Mas voltando a questão inicial, afinal quem vai operar? Não reconhecer a capacitação de determinados cirurgiões-gerais de operar câncer é aumentar o êxodo de pacientes, alimentando as filas de espera nos grandes centros. Estes locais especializados deveriam ter seu foco principal na formação profissional, mas acabam tendo que priorizar a atividade assistencial. Pela distorção ocasionada por uma menor remuneração paga por procedimentos oncológicos, realizados por não cirurgiões-oncológicos, desestimula os cirurgiões em suas comunidades. Esta situação é agravada pela possibilidade, na atual conjuntura, em caso de insucesso (previsível), o cirurgião (não oncológico) ficará a sujeito a processo por imprudência por não possuir o título de especialista.

O cirurgião-geral pode e deve operar câncer, desde que adequadamente treinado e mantendo-se atualizado. Os cirurgiões-oncológicos devem demonstrar sua capacidade numérica para atender a crescente demanda, diminuindo assim o agravamento da doença nas imensas filas de espera. O resultado clinico, independente de quem e aonde o paciente é tratado, deve ser medido não apenas pelo número de linfonodos ressecados, mas por um menor número de complicações cirúrgicas, na melhoria da qualidade de vida e aumento da sobrevida. Os pacientes, neste cenário, poderão então decidir a quem procurar.

▶ _Dados apresentados_

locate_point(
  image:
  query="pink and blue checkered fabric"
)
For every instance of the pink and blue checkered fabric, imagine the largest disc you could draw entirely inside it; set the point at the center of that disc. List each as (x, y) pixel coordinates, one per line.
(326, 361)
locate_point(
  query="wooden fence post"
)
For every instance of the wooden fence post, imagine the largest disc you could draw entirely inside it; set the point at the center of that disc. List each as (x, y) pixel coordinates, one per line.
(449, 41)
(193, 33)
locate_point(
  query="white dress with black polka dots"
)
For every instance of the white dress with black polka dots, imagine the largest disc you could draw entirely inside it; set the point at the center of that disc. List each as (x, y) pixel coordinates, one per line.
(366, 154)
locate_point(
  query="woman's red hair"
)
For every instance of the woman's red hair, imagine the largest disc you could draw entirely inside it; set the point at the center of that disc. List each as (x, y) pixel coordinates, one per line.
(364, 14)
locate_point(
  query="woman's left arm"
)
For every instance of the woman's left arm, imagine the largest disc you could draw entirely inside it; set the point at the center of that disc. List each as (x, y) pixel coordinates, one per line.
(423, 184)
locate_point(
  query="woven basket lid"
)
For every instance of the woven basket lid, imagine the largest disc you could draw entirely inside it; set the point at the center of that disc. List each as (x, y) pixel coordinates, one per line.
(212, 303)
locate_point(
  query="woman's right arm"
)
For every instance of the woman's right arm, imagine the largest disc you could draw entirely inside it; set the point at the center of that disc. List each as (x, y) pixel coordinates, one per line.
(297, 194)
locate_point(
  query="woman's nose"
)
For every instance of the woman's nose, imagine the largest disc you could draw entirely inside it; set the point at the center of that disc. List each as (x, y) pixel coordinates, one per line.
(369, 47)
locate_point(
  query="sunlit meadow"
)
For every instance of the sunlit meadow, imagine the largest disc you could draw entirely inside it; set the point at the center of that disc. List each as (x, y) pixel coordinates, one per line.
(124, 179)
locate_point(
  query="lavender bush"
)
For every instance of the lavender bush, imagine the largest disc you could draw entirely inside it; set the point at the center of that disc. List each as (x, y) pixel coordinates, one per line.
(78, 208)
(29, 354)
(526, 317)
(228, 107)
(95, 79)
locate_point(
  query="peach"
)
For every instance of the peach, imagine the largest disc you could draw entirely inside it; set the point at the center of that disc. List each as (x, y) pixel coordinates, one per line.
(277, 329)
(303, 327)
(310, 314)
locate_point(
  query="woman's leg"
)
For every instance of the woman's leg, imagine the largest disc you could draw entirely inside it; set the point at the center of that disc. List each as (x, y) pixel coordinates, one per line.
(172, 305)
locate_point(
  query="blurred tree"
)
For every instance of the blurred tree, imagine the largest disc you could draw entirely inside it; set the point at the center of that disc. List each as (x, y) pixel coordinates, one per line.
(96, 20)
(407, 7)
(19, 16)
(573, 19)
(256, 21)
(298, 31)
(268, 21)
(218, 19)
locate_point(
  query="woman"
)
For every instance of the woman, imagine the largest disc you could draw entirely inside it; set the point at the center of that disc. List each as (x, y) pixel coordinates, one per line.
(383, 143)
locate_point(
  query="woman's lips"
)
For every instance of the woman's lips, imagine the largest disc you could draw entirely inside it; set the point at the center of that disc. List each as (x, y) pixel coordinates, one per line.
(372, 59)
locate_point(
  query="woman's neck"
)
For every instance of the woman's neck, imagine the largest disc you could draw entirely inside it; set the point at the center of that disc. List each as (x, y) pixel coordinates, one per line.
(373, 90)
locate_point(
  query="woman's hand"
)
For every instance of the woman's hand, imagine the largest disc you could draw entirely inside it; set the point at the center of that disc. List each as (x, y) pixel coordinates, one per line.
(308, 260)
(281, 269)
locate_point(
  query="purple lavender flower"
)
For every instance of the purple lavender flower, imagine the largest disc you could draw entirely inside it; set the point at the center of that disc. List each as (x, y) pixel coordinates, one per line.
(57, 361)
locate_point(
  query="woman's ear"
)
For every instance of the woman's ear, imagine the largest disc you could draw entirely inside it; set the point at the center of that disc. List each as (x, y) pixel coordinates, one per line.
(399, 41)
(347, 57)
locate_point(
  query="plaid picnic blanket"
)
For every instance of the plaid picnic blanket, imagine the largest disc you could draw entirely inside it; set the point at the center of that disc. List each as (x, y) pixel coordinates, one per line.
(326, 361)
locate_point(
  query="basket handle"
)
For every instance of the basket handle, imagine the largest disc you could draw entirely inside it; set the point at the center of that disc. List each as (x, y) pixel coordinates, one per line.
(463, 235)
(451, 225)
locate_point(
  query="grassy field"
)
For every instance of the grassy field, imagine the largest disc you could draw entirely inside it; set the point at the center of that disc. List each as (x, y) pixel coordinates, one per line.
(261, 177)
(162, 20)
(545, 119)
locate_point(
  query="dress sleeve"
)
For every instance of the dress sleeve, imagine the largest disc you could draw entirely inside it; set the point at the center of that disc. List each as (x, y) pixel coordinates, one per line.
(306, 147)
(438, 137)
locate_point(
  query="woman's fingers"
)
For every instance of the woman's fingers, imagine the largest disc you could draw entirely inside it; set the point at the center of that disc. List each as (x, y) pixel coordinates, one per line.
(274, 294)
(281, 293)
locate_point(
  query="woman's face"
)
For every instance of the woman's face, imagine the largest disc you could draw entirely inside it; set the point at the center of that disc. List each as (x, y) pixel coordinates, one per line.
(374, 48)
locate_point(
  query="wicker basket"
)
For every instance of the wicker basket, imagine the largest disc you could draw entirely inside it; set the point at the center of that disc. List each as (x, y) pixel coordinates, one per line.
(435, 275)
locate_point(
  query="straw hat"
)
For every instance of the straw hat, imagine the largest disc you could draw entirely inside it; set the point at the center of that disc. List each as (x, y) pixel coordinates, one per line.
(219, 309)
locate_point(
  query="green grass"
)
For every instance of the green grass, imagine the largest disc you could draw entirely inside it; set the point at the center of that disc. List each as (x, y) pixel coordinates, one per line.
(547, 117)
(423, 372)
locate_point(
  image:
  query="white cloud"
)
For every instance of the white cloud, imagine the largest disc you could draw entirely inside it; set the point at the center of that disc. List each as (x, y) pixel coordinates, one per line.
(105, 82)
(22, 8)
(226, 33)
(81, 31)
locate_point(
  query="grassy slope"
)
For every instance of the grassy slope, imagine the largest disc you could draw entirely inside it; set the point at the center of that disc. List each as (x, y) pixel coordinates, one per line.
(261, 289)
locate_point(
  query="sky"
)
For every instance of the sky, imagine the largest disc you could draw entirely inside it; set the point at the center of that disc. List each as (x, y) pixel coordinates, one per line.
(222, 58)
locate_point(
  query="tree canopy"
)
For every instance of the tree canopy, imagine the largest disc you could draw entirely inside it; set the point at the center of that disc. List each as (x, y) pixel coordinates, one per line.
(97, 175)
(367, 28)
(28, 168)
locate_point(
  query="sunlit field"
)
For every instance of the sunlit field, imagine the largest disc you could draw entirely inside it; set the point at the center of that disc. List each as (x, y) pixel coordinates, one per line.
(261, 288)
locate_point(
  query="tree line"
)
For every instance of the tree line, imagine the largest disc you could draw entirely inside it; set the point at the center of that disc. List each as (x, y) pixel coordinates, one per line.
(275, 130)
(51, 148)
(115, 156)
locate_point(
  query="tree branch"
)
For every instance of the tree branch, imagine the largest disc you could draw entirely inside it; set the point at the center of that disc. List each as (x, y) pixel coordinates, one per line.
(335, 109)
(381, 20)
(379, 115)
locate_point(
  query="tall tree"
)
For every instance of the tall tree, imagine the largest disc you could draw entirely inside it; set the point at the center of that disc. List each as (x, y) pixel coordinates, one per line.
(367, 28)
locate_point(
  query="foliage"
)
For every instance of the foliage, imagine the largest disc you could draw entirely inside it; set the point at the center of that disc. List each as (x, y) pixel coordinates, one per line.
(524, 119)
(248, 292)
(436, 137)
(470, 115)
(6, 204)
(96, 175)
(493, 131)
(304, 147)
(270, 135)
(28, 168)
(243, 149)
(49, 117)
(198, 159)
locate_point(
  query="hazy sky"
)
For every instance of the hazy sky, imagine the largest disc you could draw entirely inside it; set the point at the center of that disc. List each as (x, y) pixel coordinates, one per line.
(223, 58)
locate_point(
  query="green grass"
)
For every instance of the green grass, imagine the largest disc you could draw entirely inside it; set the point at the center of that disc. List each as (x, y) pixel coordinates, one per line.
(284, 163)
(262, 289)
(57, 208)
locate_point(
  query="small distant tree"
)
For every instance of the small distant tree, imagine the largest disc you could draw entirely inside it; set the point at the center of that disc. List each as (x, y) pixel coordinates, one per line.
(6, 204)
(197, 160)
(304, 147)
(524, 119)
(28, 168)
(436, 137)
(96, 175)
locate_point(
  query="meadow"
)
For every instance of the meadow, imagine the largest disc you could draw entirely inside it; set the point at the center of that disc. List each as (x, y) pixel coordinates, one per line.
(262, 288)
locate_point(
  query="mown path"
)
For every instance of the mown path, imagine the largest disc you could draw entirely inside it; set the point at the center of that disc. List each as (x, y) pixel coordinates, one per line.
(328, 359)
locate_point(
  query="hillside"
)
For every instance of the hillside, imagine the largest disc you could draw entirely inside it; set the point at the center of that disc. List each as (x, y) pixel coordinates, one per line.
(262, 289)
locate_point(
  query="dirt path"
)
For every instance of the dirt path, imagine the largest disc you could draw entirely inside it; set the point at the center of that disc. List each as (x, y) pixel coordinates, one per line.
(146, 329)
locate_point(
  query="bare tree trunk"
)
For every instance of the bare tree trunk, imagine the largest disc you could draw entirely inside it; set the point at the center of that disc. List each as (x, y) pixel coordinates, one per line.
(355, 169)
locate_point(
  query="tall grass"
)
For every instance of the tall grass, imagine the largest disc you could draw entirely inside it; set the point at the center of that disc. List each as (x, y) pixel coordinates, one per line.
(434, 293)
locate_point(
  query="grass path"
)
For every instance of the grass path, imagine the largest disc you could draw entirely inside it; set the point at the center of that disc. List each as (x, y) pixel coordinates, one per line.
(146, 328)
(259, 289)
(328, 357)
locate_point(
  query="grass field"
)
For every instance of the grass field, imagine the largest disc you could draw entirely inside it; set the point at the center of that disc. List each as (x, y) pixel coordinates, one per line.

▶ _Objetivo do exercício_
Retorne, sem nenhuma alteração, o trecho do texto sobre quem deve operar câncer que começa em "O cirurgião-geral pode" e termina em "a quem procurar.".

▶ _Resposta do exercício_
O cirurgião-geral pode e deve operar câncer, desde que adequadamente treinado e mantendo-se atualizado. Os cirurgiões-oncológicos devem demonstrar sua capacidade numérica para atender a crescente demanda, diminuindo assim o agravamento da doença nas imensas filas de espera. O resultado clinico, independente de quem e aonde o paciente é tratado, deve ser medido não apenas pelo número de linfonodos ressecados, mas por um menor número de complicações cirúrgicas, na melhoria da qualidade de vida e aumento da sobrevida. Os pacientes, neste cenário, poderão então decidir a quem procurar.